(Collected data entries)
______

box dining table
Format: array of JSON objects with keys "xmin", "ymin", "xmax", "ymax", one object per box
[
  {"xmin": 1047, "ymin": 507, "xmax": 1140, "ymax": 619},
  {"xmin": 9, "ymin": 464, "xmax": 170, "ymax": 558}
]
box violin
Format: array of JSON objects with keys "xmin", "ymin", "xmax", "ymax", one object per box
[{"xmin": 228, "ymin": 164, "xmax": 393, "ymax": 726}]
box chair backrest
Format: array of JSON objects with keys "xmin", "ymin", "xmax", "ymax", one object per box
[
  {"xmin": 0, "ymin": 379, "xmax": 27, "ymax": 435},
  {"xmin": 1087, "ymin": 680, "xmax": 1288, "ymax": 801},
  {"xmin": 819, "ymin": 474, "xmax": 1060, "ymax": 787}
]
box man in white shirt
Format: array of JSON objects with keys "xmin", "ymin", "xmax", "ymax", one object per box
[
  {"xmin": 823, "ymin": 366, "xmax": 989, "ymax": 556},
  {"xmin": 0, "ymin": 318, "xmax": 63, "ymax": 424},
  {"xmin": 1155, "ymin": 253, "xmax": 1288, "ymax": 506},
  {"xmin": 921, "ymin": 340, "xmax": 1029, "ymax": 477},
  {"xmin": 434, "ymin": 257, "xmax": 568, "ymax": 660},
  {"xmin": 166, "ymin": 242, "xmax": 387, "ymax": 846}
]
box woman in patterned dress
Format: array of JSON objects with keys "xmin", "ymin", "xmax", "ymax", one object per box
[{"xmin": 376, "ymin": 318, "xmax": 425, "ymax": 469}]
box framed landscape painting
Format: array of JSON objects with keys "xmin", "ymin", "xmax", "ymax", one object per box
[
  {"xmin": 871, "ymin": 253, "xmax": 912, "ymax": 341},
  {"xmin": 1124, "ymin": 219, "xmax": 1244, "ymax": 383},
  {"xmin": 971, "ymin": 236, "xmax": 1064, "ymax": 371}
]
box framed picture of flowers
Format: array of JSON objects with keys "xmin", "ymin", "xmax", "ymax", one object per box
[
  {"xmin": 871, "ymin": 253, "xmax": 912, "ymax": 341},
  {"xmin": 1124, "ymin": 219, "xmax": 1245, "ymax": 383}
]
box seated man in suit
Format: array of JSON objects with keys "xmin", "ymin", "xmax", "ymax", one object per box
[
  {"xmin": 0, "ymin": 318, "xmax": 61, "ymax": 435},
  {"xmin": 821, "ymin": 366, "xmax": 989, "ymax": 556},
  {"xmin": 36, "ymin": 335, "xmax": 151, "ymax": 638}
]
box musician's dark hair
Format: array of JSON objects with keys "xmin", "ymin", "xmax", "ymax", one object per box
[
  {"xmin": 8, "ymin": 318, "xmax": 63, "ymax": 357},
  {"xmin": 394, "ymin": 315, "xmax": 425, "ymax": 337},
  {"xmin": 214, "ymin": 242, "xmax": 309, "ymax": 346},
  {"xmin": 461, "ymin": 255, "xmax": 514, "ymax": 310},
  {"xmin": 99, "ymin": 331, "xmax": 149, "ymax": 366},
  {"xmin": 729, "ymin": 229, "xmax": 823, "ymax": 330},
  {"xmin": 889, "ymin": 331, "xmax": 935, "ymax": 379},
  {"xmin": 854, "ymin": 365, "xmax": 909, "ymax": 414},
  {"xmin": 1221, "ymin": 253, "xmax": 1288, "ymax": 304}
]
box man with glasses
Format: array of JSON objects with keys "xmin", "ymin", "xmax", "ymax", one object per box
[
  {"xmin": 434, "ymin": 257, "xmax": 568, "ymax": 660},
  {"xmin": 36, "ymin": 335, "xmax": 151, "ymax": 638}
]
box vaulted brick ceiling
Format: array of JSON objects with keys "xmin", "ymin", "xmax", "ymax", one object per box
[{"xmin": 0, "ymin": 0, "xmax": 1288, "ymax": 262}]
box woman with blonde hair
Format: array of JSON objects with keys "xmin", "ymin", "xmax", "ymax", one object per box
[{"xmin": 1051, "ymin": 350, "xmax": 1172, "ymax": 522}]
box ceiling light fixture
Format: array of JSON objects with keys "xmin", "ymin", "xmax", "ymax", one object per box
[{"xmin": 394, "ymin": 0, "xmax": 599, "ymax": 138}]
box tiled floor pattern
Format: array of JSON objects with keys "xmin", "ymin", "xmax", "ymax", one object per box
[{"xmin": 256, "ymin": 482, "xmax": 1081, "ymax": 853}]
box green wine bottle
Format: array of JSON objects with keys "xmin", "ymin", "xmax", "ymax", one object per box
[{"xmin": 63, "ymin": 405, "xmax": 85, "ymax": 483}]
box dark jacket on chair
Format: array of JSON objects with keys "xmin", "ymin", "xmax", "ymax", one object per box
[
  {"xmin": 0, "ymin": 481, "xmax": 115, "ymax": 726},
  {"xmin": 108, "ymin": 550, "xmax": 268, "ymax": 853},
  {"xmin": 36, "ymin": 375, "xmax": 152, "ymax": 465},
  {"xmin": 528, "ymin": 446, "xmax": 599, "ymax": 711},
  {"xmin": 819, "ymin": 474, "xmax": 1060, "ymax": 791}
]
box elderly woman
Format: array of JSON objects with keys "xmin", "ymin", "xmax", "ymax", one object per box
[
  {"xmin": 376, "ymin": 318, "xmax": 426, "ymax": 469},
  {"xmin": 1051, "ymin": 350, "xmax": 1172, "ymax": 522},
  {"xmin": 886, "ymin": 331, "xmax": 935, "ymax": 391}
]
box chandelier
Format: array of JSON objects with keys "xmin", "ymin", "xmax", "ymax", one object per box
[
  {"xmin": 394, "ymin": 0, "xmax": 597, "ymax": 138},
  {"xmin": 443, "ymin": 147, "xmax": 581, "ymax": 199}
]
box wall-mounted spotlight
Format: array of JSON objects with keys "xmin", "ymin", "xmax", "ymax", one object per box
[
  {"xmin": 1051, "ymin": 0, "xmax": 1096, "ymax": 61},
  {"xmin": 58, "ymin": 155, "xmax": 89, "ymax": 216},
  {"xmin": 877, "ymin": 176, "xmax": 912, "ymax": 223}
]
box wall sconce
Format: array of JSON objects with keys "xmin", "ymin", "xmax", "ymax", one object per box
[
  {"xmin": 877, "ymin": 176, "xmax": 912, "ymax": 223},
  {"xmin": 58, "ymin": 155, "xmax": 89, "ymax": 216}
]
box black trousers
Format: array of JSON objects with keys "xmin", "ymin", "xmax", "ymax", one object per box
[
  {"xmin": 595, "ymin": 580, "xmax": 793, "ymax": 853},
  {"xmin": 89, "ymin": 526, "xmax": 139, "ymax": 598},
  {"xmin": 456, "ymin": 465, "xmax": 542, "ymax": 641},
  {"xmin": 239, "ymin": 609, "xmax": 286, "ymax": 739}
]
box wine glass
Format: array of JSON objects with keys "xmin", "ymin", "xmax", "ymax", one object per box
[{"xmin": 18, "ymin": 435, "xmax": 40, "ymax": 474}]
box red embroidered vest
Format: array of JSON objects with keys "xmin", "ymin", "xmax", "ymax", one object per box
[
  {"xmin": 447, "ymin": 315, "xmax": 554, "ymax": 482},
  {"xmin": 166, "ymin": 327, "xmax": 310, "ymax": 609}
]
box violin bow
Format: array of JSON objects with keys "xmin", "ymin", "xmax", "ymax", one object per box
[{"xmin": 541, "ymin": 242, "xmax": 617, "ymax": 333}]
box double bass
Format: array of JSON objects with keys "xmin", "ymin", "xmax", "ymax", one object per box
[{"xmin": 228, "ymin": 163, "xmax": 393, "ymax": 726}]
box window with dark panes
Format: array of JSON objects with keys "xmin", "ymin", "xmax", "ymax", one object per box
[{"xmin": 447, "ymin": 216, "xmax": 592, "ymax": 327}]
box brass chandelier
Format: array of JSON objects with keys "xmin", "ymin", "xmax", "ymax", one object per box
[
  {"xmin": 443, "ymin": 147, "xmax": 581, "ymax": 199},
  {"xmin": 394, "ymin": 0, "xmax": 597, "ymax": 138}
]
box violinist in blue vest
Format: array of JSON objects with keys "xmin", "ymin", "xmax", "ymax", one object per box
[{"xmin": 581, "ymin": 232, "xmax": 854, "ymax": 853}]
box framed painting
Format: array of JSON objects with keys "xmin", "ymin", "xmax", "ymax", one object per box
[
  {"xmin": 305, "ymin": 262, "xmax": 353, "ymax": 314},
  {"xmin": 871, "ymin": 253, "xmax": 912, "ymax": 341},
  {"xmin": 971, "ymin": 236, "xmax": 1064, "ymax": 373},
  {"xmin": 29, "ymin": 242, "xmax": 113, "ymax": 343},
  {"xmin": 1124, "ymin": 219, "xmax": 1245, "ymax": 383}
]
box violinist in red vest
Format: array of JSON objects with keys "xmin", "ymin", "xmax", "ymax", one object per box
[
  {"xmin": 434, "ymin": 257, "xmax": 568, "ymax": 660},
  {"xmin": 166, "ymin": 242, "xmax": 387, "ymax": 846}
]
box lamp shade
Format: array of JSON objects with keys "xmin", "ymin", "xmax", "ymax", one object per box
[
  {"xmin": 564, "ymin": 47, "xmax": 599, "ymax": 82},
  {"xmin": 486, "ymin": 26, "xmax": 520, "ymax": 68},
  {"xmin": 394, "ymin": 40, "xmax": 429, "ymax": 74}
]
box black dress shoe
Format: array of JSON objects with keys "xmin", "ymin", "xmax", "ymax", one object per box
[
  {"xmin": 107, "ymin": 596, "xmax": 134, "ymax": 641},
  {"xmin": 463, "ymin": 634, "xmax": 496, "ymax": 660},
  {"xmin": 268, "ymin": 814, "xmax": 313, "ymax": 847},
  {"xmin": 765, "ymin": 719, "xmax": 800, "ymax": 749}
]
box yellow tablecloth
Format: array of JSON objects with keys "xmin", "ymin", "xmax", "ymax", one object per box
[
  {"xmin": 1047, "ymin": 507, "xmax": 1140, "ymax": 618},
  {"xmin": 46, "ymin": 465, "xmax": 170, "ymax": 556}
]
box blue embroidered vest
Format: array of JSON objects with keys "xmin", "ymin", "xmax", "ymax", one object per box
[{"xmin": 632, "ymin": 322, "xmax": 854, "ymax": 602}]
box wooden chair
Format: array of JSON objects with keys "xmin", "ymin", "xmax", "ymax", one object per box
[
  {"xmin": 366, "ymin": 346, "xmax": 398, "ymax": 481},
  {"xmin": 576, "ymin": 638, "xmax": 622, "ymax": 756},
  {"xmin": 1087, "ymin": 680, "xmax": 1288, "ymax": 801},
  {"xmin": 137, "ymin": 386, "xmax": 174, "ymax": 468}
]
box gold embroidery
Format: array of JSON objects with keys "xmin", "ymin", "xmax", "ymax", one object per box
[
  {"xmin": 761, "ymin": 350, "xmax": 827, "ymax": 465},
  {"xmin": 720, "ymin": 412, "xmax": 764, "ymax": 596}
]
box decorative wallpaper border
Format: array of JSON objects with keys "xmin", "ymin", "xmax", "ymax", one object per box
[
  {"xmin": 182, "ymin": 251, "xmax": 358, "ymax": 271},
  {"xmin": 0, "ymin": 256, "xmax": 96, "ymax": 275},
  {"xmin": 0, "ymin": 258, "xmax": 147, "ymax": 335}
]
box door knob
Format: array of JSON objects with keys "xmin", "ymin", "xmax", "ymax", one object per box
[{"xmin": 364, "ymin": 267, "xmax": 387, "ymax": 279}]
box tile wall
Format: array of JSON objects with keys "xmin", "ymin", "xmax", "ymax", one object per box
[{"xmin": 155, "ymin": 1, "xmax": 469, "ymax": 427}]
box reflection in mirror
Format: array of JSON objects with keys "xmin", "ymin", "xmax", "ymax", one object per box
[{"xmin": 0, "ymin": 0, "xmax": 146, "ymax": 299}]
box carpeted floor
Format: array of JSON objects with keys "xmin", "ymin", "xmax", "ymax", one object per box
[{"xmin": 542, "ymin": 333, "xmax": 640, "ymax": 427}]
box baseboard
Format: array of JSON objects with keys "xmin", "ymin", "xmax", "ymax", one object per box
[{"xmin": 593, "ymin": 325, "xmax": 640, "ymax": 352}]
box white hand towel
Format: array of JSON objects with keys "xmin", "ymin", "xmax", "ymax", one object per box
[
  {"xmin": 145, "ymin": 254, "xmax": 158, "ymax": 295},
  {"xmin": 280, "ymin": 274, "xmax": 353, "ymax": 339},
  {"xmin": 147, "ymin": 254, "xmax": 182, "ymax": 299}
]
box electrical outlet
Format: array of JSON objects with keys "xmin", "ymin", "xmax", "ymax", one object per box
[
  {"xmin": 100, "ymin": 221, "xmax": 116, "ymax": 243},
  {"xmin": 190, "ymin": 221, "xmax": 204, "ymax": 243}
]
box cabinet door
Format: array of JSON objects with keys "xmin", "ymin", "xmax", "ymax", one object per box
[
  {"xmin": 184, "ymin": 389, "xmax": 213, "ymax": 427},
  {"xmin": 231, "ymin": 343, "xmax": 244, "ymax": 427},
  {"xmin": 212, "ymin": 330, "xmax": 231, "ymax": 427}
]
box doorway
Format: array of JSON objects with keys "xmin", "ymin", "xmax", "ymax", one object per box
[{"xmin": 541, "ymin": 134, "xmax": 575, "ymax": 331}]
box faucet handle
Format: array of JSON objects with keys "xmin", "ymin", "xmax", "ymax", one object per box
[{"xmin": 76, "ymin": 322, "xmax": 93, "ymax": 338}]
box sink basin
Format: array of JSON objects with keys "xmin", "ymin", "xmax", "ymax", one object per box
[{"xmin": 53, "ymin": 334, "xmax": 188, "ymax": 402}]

______

● Written exercise
Which lines in the data contain the word "blue"? Locate each one and copy it out in full.

● The result
box violinist in blue vest
box blue embroidered vest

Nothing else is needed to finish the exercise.